[start of Text to read]
Henley Chiu Henley Chiu - 1 year ago 101
Ruby Question

Why does .css work with this Nokogiri object but not XPath?

Why does the CSS selector return the correct info, but the XPath does not?

source = "<hgroup class='page-header channel post-head' data-channel='tech' data-section='sec0=tech&amp;sec1=index&amp;sec2='><h2>Tech</h2></hgroup>"

doc = Nokogiri::HTML(source)
doc.xpath('//hgroup[case_insensitive_equals(@class,"post-head")]//h2', XpathFunctions.new)
=> []

=> [#<Nokogiri::XML::Element:0x6c2b824 name="h2" children=[#<Nokogiri::XML::Text:0x6c2b554 "Tech">]>]

Answer Source

Assuming case_insensitive_equals does what its name suggests, it is because the class attribute isn’t equal to post-head (case insensitively or not), but it does contain it. XPath treats class attributes as plain strings, it doesn’t split them and handle the classes individually as CSS does.

A simple XPath that would work would be:

doc.xpath('//hgroup[contains(@class, "post-head")]//h2')
[end of Text to read]
[start of Data shown]
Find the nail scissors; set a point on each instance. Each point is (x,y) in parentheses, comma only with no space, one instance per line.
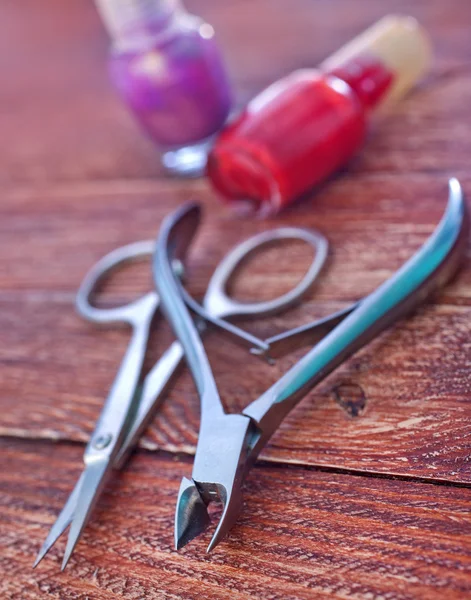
(228,444)
(132,402)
[end of Data shown]
■ Given exercise A
Reproduce the passage of the Nokogiri thread from "Assuming case_insensitive_equals does" up to and including "as CSS does.".
■ Given exercise B
List every class name in the class attribute of the hgroup element in the Nokogiri thread's source string.

■ Exercise solution A
Assuming case_insensitive_equals does what its name suggests, it is because the class attribute isn’t equal to post-head (case insensitively or not), but it does contain it. XPath treats class attributes as plain strings, it doesn’t split them and handle the classes individually as CSS does.

■ Exercise solution B
page-header, channel, post-head